***** Passage to read
Recovery after this surgery was almost worse than the RNY recovery. *TMI WARNING* Not having a gall bladder is poopy- literally and figuratively. I haven't had a normal bowel movement since surgery. I am having to relearn foods again because now without a gall bladder I'm even more sensitive to oils in foods- natural or not. Luckily I am still very strict about my diet so it hasn't been too big of an adjustment.

One great thing about being so sick is the lack of appetite which means a help in the weight loss department! So without further ado.... my month 5 pictures!!

Oh yeah! That's a total of 82.4 pounds since March 17, 2011!!!!

And now the comparisons.... It's silly to say since it's only been 5 months but I don't even remember that girl in the left anymore :) And that's a good feeling!




Can you tell a difference? I'm happy to say that I can. 

Goals for this month? 
1) Work out more... I was doing so well and then with surgery, recovery, and now waiting for my surgeon appointment so she can clear me I have slacked.
2) Blog more! I love being apart of the WLS community and hope I can keep everyone in the loop more often! 

Love you all :)

Friday, July 29, 2011

Happy Birthday to Less of ME!!!!!


 Happy Birthday... to Less of Me!!

I found it horrifically sad that I couldn't find a picture of me last year to put up a comparison... but I guess that was normal in my old self. I wouldn't dare let myself be in front of the camera- and if I did- I was ultra depressed with the results. Now, I love to look at pictures and think... "wow, is my face really shrinking?!" or "wow, I'm glad I have pictures of me and _____". It's a nice change.

DO NOT WORRY FELLOW WLSers.... the cake was for the pose. I am definitely not eating/attempting/wishing/hoping/tempting any cake. At this point it is hard to keep some fruits down because of the natural sugars and I definitely don't want to upset my pouch over processed sugar crap. 

It's hard to imagine what next years pictures will look like... but I am ready and excited to see them. The more weight I lose the more motivated I am to make changes to my life as a whole. This week? It was bringing less processed, more lean lunches to work. And I felt so much better. Lean chicken, lean fish, fresh veggies and fruit... yum! It makes the thought of eating the bad crap not a thought at all.
**********
***** Data shown
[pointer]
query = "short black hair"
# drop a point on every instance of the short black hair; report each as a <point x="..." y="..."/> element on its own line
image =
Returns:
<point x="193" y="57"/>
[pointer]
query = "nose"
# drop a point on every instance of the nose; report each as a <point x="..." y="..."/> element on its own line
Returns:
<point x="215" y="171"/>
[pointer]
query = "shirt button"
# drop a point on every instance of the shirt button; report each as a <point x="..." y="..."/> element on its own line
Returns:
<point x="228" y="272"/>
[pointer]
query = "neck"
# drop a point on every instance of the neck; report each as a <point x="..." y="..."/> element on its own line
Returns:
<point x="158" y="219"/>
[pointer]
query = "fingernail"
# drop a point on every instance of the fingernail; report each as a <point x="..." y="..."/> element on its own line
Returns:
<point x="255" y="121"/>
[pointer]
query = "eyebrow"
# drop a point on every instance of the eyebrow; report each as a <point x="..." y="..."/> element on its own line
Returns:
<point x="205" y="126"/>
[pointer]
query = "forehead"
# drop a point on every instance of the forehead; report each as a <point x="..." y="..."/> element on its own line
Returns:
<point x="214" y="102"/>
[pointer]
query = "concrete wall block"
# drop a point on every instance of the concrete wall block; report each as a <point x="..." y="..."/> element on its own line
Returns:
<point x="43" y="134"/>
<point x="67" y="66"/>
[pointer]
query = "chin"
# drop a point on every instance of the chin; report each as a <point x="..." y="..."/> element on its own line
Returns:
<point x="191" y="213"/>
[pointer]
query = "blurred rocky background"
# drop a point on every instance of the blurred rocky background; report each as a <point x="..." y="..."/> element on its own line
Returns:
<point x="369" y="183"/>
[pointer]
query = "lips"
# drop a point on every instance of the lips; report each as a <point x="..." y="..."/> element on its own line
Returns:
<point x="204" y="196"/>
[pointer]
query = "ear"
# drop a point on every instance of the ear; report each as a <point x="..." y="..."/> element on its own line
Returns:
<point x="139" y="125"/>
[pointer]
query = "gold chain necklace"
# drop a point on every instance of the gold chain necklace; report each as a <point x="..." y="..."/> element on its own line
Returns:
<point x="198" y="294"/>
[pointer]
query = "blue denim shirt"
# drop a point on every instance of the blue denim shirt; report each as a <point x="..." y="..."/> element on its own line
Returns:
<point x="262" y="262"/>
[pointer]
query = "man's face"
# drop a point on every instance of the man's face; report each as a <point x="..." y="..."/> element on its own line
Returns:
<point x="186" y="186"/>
**********
Copy everything in the weight-loss blog post from "Happy Birthday to" down to "processed sugar crap.", switching "camera" to "lens".

> [Response box]
Happy Birthday to Less of ME!!!!!


 Happy Birthday... to Less of Me!!

I found it horrifically sad that I couldn't find a picture of me last year to put up a comparison... but I guess that was normal in my old self. I wouldn't dare let myself be in front of the lens- and if I did- I was ultra depressed with the results. Now, I love to look at pictures and think... "wow, is my face really shrinking?!" or "wow, I'm glad I have pictures of me and _____". It's a nice change.

DO NOT WORRY FELLOW WLSers.... the cake was for the pose. I am definitely not eating/attempting/wishing/hoping/tempting any cake. At this point it is hard to keep some fruits down because of the natural sugars and I definitely don't want to upset my pouch over processed sugar crap.